**TEXT TO READ**
* Start *
In [1]:
import findspark
findspark.init()

In [2]:
import pyspark
from pyspark.sql import SparkSession
from pyspark.sql import types
from pyspark.sql import functions as F
from datetime import datetime

spark = SparkSession.builder \
    .master("local[*]") \
    .appName('hvfhw') \
    .getOrCreate()

# Question 1: 

In [3]:
spark.version

'3.2.3'

# Answer 1:
The version of spark is `3.2.3`.

# Question 2:

In [4]:
#import pandas as pd
#
#df_github_head = pd.read_csv('fhv_tripdata_2021-06_githubVersion.csv')
#df_github_head = df_github_head[:100]
#df_nycgov_head.to_csv('head_github.csv',index=False)
#
#df_nycgov_head = pd.read_parquet('fhvhv_tripdata_2021-06_nycGovVersion.parquet')
#df_nycgov_head = df_nycgov_head[:100]
#df_nycgov_head = df_nycgov_head[['hvfhs_license_num','dispatching_base_num','pickup_datetime','dropoff_datetime','PULocationID','DOLocationID','shared_request_flag']]
#df_nycgov_head.columns = ['hvfhs_license_num','dispatching_base_num','pickup_datetime','dropoff_datetime','PULocationID','DOLocationID','SR_Flag']
#df_nycgov_head.to_csv('head_nycgov.csv', index=False)
#
#df_nycgov = pd.read_parquet('fhvhv_tripdata_2021-06_nycGovVersion.parquet')
* End *
Region segmentation data:
* Start *
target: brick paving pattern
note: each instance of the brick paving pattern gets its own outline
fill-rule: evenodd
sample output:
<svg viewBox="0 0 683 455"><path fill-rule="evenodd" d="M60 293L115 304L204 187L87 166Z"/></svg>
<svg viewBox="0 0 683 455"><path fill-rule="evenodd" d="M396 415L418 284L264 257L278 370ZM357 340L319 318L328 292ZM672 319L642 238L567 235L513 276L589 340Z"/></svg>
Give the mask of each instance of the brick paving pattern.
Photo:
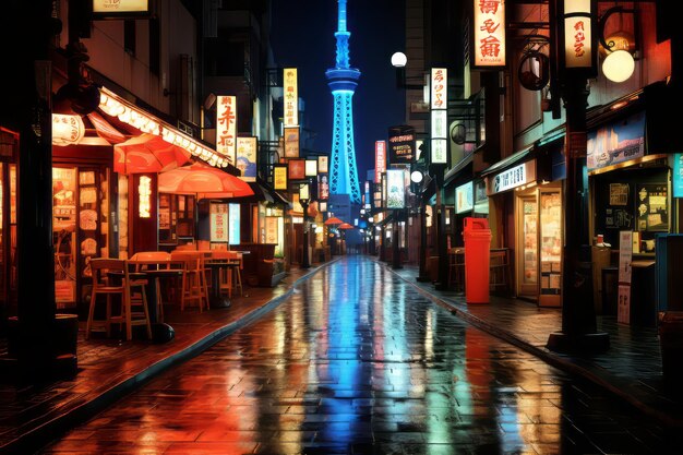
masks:
<svg viewBox="0 0 683 455"><path fill-rule="evenodd" d="M259 321L39 453L661 454L679 447L657 421L432 299L384 265L347 256ZM494 308L476 311L493 318ZM538 321L519 326L538 331L529 336L539 340L542 330Z"/></svg>

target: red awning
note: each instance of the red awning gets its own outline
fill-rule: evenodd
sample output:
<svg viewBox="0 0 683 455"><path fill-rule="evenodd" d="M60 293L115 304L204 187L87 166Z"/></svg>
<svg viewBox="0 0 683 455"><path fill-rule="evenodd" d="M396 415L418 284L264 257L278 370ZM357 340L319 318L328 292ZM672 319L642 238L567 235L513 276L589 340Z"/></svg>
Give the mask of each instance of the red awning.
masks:
<svg viewBox="0 0 683 455"><path fill-rule="evenodd" d="M199 199L250 196L254 192L245 181L201 163L159 173L159 192L196 194Z"/></svg>

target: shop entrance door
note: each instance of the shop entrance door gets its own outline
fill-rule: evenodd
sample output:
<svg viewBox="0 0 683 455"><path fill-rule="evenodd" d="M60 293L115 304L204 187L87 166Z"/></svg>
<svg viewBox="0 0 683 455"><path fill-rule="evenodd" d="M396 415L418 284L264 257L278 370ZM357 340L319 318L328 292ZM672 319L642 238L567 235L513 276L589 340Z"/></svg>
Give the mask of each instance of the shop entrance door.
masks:
<svg viewBox="0 0 683 455"><path fill-rule="evenodd" d="M16 314L16 165L3 160L0 160L0 309L2 316Z"/></svg>
<svg viewBox="0 0 683 455"><path fill-rule="evenodd" d="M540 191L540 295L539 307L562 304L562 193L560 188Z"/></svg>
<svg viewBox="0 0 683 455"><path fill-rule="evenodd" d="M538 297L538 200L536 192L517 200L517 296Z"/></svg>
<svg viewBox="0 0 683 455"><path fill-rule="evenodd" d="M108 256L106 168L52 167L55 299L58 309L86 304L89 262Z"/></svg>

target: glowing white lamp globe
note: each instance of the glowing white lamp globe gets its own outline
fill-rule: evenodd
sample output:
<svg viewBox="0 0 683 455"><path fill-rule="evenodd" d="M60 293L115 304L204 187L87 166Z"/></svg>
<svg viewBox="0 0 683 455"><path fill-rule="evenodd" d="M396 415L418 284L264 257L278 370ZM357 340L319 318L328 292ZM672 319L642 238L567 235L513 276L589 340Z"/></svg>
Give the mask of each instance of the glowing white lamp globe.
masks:
<svg viewBox="0 0 683 455"><path fill-rule="evenodd" d="M602 62L602 73L612 82L624 82L633 74L636 63L627 50L615 50Z"/></svg>
<svg viewBox="0 0 683 455"><path fill-rule="evenodd" d="M396 68L403 68L408 62L408 58L404 52L394 52L392 56L392 65Z"/></svg>

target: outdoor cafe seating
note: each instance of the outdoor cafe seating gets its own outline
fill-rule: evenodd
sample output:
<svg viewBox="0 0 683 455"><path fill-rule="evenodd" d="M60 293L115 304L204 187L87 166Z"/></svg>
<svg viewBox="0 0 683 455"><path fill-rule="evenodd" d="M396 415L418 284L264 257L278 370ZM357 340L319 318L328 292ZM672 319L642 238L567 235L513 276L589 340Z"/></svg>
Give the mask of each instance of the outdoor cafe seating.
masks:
* End *
**GIVEN EXERCISE**
In the Spark notebook above, what version does Spark report?

**ANSWER TO THIS EXERCISE**
3.2.3